- _Page text_:
From mboxrd@z Thu Jan  1 00:00:00 1970
From: Jeff Sturm <jsturm@one-point.com>
To: Richard.Earnshaw@arm.com
Cc: David Edelsohn <dje@watson.ibm.com>, Richard Henderson <rth@redhat.com>, "David S. Miller" <davem@redhat.com>, <gcc@gcc.gnu.org>
Subject: Re: Faster compilation speed 
Date: Fri, 23 Aug 2002 15:39:00 -0000
Message-id: <Pine.LNX.4.44.0208231822110.28519-100000@ops2.one-point.com>
References: <200208220853.JAA29295@cam-mail2.cambridge.arm.com>
X-SW-Source: 2002-08/msg01486.html

On Thu, 22 Aug 2002, Richard Earnshaw wrote:
> OK, now consider it this way.  Each cache line miss will cause N bytes to
> be fetched from memory -- I don't know the details, but lets assume that's
> 32 bytes, a typical value.  Each tlb entry will address one page -- again
> I don't know the details but 4K is common on many machines.

- _Brief 1_: Rewrite the compilation-speed message, beginning at the words "On Thu, 22 Aug" and stopping after "on many machines.", with "cache line" changed to "cache block".
- _Brief 2_: Extend the mailing-list message on compilation speed onward from its final sentence.

- _Given information_:
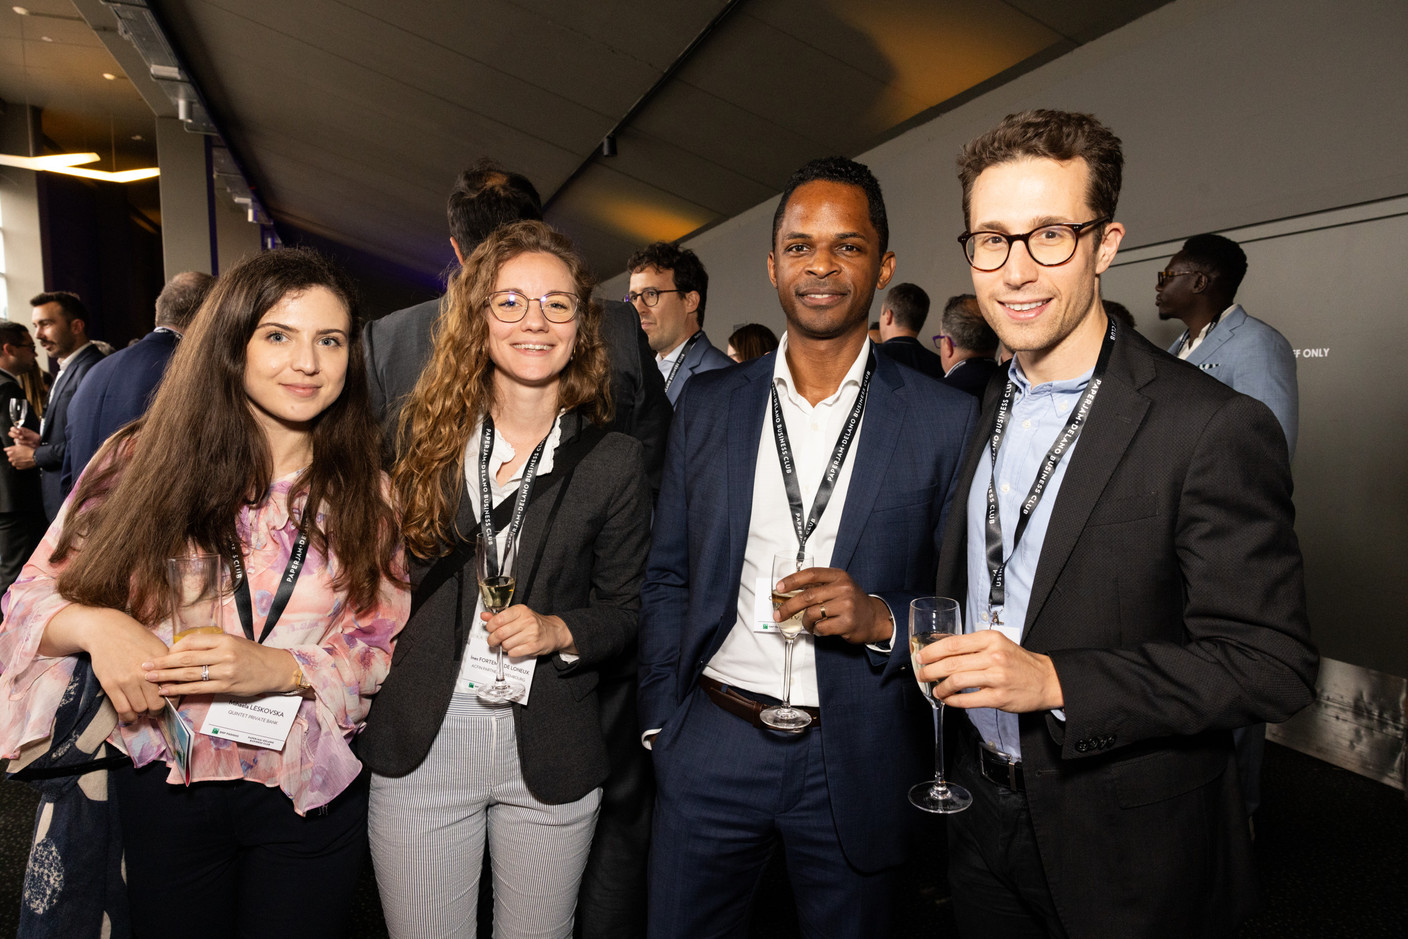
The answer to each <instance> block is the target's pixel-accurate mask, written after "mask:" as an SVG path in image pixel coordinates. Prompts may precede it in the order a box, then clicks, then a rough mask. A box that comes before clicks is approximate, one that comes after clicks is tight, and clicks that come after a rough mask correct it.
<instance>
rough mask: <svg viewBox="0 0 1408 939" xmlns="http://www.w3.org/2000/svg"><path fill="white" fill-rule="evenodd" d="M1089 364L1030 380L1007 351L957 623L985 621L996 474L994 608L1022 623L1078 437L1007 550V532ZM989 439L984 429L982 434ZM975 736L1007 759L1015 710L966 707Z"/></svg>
mask: <svg viewBox="0 0 1408 939" xmlns="http://www.w3.org/2000/svg"><path fill="white" fill-rule="evenodd" d="M1093 373H1094V369H1091V370H1090V372H1086V373H1084V374H1081V376H1079V377H1076V379H1069V380H1066V382H1049V383H1046V384H1038V386H1035V387H1033V386H1032V384H1031V383H1029V382H1028V380H1026V376H1025V374H1022V369H1021V366H1019V365H1017V359H1012V365H1011V377H1012V382H1015V383H1017V390H1015V394H1014V396H1012V412H1011V417H1010V421H1008V425H1007V431H1005V432H1004V435H1002V449H1000V450H998V452H997V467H995V470H994V467H993V460H991V458H990V453H991V449H990V448H988V446H986V448H984V452H983V459H981V462H980V463H979V467H977V472H976V473H974V474H973V487H972V489H970V490H969V494H967V584H969V591H967V601H966V603H964V605H963V631H964V632H973V631H976V629H987V628H988V605H987V601H988V590H990V588H991V584H993V581H991V577H990V576H988V570H987V553H986V550H984V545H986V543H987V484H988V481H991V480H993V477H994V473H995V477H997V505H998V512H1000V515H1001V521H1002V556H1004V557H1008V562H1007V574H1005V584H1004V586H1005V593H1007V597H1005V600H1007V603H1005V604H1004V607H1002V611H1001V619H1002V624H1005V625H1018V624H1022V625H1025V622H1026V604H1028V600H1029V598H1031V594H1032V580H1033V579H1035V577H1036V562H1038V560H1039V559H1041V553H1042V542H1043V541H1046V527H1048V525H1049V524H1050V518H1052V508H1053V507H1055V505H1056V494H1057V493H1059V491H1060V484H1062V480H1063V479H1064V477H1066V467H1067V466H1070V460H1071V459H1073V452H1074V449H1076V446H1079V445H1080V438H1076V443H1073V445H1071V448H1070V449H1069V450H1067V452H1066V456H1064V458H1062V462H1060V463H1057V465H1056V470H1055V472H1053V473H1052V479H1050V483H1048V486H1046V491H1045V493H1043V494H1042V501H1041V503H1038V505H1036V510H1035V511H1033V512H1032V517H1031V519H1029V521H1028V522H1026V531H1025V532H1022V543H1021V545H1018V548H1017V553H1012V534H1014V532H1015V531H1017V521H1018V518H1019V511H1021V505H1022V503H1024V501H1025V500H1026V494H1028V493H1029V491H1031V489H1032V481H1033V480H1035V479H1036V473H1038V470H1039V469H1041V466H1042V462H1043V460H1045V459H1046V453H1048V450H1050V448H1052V443H1055V442H1056V438H1057V436H1060V432H1062V428H1064V427H1066V421H1067V420H1070V411H1071V408H1073V407H1076V405H1077V404H1079V403H1080V396H1081V394H1083V393H1084V391H1086V386H1088V384H1090V376H1091V374H1093ZM988 442H991V436H990V438H988ZM966 714H967V715H969V719H970V721H973V725H974V726H976V728H977V732H979V733H980V735H981V738H983V739H984V741H986V742H987V743H988V745H990V746H993V748H994V749H997V750H1001V752H1002V753H1007V755H1008V756H1011V757H1012V759H1021V757H1022V742H1021V738H1019V736H1018V731H1017V715H1015V714H1008V712H1005V711H997V710H994V708H974V710H970V711H967V712H966Z"/></svg>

- _Reply 1_:
On Thu, 22 Aug 2002, Richard Earnshaw wrote:
> OK, now consider it this way.  Each cache block miss will cause N bytes to
> be fetched from memory -- I don't know the details, but lets assume that's
> 32 bytes, a typical value.  Each tlb entry will address one page -- again
> I don't know the details but 4K is common on many machines.

- _Reply 2_:
>
> So, with gcc 2.95.3 we have
>
> -O2 dcache_miss/tlb_miss = 2488 / 26.31 ~= 95
> -O0 dcache_miss/tlb_miss = 3306 / 26.30 ~= 127
>
> Since each dcache miss represents 32 bytes of memory we have 3040 (95 *
> 32) and 4064 bytes fetched per tlb miss we have very nearly 75% and 100%
> of each page being accessed for each miss (it will be lower than this in
> practice, since some lines in a page will probably be fetched more than
> once and others not at all).
>
> However, for gcc 3 we have 1440 and 1920 bytes; that is, we *at best*
> access less than half the memory in each page we touch.

Interesting analysis; thanks.  It's actually worse than you say since
Alpha has 8k pages.

I looked up the ev56 specs to find out there are just 64 TLB entries, so
for any working set larger than 512k some thrashing would be expected.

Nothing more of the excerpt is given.